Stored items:
━━━━━━━━━━━━━━━━

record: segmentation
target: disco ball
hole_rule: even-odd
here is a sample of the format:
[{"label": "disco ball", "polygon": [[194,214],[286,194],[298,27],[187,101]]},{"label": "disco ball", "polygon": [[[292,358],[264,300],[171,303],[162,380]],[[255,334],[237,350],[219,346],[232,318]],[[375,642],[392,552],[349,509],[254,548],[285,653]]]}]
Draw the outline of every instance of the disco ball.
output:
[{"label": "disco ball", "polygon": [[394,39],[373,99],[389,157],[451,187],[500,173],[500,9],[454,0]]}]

━━━━━━━━━━━━━━━━

(WORK REQUIRED)
The answer must be the data above, repeated exactly as it stands.

(EXPECTED OUTPUT)
record: segmentation
target: disco ball
hole_rule: even-odd
here is a sample of the format:
[{"label": "disco ball", "polygon": [[194,214],[286,194],[298,27],[187,101]]},{"label": "disco ball", "polygon": [[[292,358],[264,300],[171,303],[162,380]],[[255,334],[237,350],[219,346],[232,318]],[[375,642],[392,552],[349,509],[254,548],[285,653]]]}]
Draw the outline of every instance of the disco ball.
output:
[{"label": "disco ball", "polygon": [[394,39],[373,99],[389,157],[451,187],[500,173],[500,9],[454,0]]}]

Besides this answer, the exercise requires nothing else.